• [WORK ORDER]: Lines with the word "true": copy all of them from the entries below.
------------------------------------------------------------------------
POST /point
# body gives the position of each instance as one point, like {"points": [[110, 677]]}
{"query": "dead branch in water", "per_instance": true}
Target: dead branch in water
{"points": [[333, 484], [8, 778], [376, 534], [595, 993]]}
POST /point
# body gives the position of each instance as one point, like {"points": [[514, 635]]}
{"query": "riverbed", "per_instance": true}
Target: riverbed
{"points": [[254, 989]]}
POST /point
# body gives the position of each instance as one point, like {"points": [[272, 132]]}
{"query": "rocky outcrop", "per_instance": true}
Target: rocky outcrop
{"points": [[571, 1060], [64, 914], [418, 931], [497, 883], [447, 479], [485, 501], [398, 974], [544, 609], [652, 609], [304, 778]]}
------------------------------------------------------------------------
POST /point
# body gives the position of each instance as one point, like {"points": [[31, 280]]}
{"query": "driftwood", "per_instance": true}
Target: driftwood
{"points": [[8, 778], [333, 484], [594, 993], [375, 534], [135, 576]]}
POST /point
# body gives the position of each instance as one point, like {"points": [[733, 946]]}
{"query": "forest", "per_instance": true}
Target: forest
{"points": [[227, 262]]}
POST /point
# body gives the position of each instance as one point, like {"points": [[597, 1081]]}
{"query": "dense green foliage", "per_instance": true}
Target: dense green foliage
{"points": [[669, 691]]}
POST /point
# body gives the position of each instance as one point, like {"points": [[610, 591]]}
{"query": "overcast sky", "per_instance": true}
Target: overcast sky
------------------------------------------------------------------------
• [SOLUTION FOR THIS EXERCISE]:
{"query": "dead branch in water", "per_instance": true}
{"query": "riverbed", "per_instance": true}
{"query": "rocky outcrop", "per_instance": true}
{"query": "driftwood", "per_instance": true}
{"query": "forest", "per_instance": true}
{"query": "dense green foliage", "per_instance": true}
{"query": "overcast sky", "per_instance": true}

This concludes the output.